> [What is required]: Print the listing below exactly, leaving nothing out.

> [Data supplied]:
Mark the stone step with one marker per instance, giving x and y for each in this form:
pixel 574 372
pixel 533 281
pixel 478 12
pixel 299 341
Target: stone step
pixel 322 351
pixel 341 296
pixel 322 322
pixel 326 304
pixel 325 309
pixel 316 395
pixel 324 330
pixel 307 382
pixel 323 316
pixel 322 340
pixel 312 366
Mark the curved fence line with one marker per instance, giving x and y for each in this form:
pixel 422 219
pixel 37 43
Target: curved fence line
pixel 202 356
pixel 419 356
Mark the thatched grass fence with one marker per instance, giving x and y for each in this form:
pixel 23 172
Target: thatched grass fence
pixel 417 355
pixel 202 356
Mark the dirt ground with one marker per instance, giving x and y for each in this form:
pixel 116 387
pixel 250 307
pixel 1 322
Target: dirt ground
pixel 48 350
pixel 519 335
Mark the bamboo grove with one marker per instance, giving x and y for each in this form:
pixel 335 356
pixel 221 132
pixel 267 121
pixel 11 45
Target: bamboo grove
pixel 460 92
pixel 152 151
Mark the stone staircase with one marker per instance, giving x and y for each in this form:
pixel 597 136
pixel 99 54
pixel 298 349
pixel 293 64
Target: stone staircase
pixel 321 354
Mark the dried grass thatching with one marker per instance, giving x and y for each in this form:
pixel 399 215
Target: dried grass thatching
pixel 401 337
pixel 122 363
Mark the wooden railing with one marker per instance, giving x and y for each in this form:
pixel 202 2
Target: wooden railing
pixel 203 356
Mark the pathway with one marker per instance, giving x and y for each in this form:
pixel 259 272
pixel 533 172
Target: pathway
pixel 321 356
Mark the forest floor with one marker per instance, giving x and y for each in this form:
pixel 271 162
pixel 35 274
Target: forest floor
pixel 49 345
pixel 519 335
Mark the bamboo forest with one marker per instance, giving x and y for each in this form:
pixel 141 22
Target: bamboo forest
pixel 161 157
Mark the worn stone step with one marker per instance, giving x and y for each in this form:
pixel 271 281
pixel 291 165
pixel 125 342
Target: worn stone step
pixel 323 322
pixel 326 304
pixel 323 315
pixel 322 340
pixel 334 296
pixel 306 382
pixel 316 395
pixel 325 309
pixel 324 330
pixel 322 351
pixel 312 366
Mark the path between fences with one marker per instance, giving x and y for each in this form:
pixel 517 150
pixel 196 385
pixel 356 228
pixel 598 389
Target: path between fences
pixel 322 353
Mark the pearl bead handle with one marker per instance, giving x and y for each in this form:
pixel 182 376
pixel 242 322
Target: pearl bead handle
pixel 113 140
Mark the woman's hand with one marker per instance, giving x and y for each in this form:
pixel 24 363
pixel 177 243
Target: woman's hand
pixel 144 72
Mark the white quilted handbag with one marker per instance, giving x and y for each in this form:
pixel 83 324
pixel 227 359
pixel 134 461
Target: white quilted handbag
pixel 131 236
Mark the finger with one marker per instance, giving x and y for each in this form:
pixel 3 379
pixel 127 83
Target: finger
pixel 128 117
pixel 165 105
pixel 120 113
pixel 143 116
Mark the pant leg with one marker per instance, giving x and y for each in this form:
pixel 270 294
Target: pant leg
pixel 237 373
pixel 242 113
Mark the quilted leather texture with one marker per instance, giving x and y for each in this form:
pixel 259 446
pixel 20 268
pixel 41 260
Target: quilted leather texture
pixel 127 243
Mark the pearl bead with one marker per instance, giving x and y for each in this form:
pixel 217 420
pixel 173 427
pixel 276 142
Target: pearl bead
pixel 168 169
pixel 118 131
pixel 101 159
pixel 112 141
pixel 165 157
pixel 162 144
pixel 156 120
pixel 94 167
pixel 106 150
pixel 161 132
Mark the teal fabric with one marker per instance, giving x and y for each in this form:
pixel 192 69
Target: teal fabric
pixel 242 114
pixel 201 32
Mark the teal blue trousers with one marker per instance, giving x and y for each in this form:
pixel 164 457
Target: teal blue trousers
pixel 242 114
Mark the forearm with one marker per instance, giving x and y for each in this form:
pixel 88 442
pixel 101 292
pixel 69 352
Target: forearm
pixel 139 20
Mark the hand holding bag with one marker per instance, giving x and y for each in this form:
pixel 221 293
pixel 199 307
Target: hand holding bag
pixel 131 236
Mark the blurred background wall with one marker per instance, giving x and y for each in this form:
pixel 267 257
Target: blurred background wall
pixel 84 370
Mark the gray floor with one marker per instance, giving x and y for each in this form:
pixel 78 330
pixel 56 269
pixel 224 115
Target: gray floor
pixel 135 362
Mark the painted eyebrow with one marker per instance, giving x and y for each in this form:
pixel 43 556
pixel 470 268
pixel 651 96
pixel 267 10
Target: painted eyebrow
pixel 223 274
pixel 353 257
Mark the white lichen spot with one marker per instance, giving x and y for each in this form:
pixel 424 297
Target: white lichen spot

> [Exercise answer]:
Mark the stone step with one marker per instance, giving x and y for each in this form:
pixel 574 372
pixel 533 281
pixel 478 12
pixel 299 341
Target: stone step
pixel 322 351
pixel 341 296
pixel 322 322
pixel 326 304
pixel 325 309
pixel 316 395
pixel 324 330
pixel 307 382
pixel 323 316
pixel 322 340
pixel 312 366
Mark the curved fence line with one marker per instance, giving x and y for each in this form:
pixel 422 219
pixel 37 43
Target: curved fence line
pixel 202 356
pixel 419 356
Mark the thatched grass fence with one marker per instance, giving x and y for each in this form:
pixel 23 172
Target: thatched grass fence
pixel 417 355
pixel 202 356
Mark the dirt ground with one marker per instance, giving x and y for each in this form:
pixel 116 387
pixel 250 307
pixel 1 322
Target: dirt ground
pixel 48 350
pixel 519 335
Mark the bamboo grove with one marker per instance, giving x and y for each in this form:
pixel 335 356
pixel 221 132
pixel 267 121
pixel 11 45
Target: bamboo grove
pixel 460 92
pixel 152 151
Mark the stone staircase with one marker per instance, giving x and y for each in this form:
pixel 597 136
pixel 99 54
pixel 298 349
pixel 293 64
Target: stone staircase
pixel 321 354
Mark the dried grass thatching with one marker per instance, giving x and y for each in this form:
pixel 399 215
Target: dried grass thatching
pixel 401 337
pixel 122 363
Mark the wooden railing with one marker per instance, giving x and y for each in this form:
pixel 202 2
Target: wooden railing
pixel 203 356
Mark the pathway with one marker per instance, giving x and y for each in this form:
pixel 259 272
pixel 533 172
Target: pathway
pixel 321 356
Mark the forest floor with one marker per instance, giving x and y for each in this form:
pixel 271 162
pixel 35 274
Target: forest floor
pixel 49 345
pixel 519 335
Mark the bamboo forest with one marker per instance, giving x and y for each in this form:
pixel 141 22
Target: bamboo forest
pixel 161 157
Mark the worn stone step with one marker per instance, giving x and y for each in this form:
pixel 271 281
pixel 291 165
pixel 125 342
Target: worn stone step
pixel 323 322
pixel 326 304
pixel 323 315
pixel 322 340
pixel 334 296
pixel 306 382
pixel 316 395
pixel 325 309
pixel 324 330
pixel 322 351
pixel 312 366
Mark the path between fences with one marker per instance, giving x and y for each in this form:
pixel 517 150
pixel 196 385
pixel 356 228
pixel 598 389
Target: path between fences
pixel 322 353
Mark the pearl bead handle with one marker per instance, giving x and y for each in this form:
pixel 182 376
pixel 242 322
Target: pearl bead handle
pixel 113 140
Mark the woman's hand with one marker per instance, giving x and y for each in this form:
pixel 24 363
pixel 177 243
Target: woman's hand
pixel 144 72
Mark the white quilted handbag with one marker per instance, giving x and y for each in this form:
pixel 83 324
pixel 227 359
pixel 134 461
Target: white quilted handbag
pixel 131 236
Mark the finger with one marker per instance, giving x and y for each in this form:
pixel 3 379
pixel 127 83
Target: finger
pixel 128 117
pixel 165 105
pixel 120 113
pixel 143 116
Mark the pant leg with one marker per instance, giving x and y for each in this form:
pixel 270 294
Target: pant leg
pixel 237 373
pixel 242 113
Mark the quilted leather texture with one marker per instance, giving x and y for each in this form:
pixel 259 446
pixel 20 268
pixel 41 260
Target: quilted leather texture
pixel 127 243
Mark the pearl bead with one marker per instance, giving x and y for each in this form:
pixel 217 420
pixel 173 427
pixel 276 142
Target: pearl bead
pixel 168 169
pixel 118 131
pixel 101 159
pixel 112 141
pixel 165 157
pixel 162 144
pixel 156 120
pixel 94 167
pixel 106 150
pixel 161 132
Mark the teal fabric with one marker per instance, giving x and y for each in this form:
pixel 192 69
Target: teal fabric
pixel 242 114
pixel 201 32
Mark the teal blue trousers with one marker per instance, giving x and y for each in this form:
pixel 164 457
Target: teal blue trousers
pixel 242 114
Mark the forearm with one marker per instance, giving x and y for each in this form:
pixel 88 442
pixel 101 292
pixel 69 352
Target: forearm
pixel 139 20
Mark the hand holding bag with one marker per instance, giving x and y for each in this form:
pixel 221 293
pixel 199 307
Target: hand holding bag
pixel 131 236
Mark the blurred background wall with one marker per instance, giving x and y for each in this form:
pixel 267 257
Target: blurred background wall
pixel 84 370
Mark the gray floor with one marker per instance, giving x and y for each in this form:
pixel 78 330
pixel 56 269
pixel 224 115
Target: gray floor
pixel 135 362
Mark the painted eyebrow with one marker per instance, giving x and y for each in this form:
pixel 43 556
pixel 470 268
pixel 651 96
pixel 267 10
Target: painted eyebrow
pixel 223 274
pixel 353 257
Mark the white lichen spot with one marker per instance, giving x and y for each in this form:
pixel 424 297
Target: white lichen spot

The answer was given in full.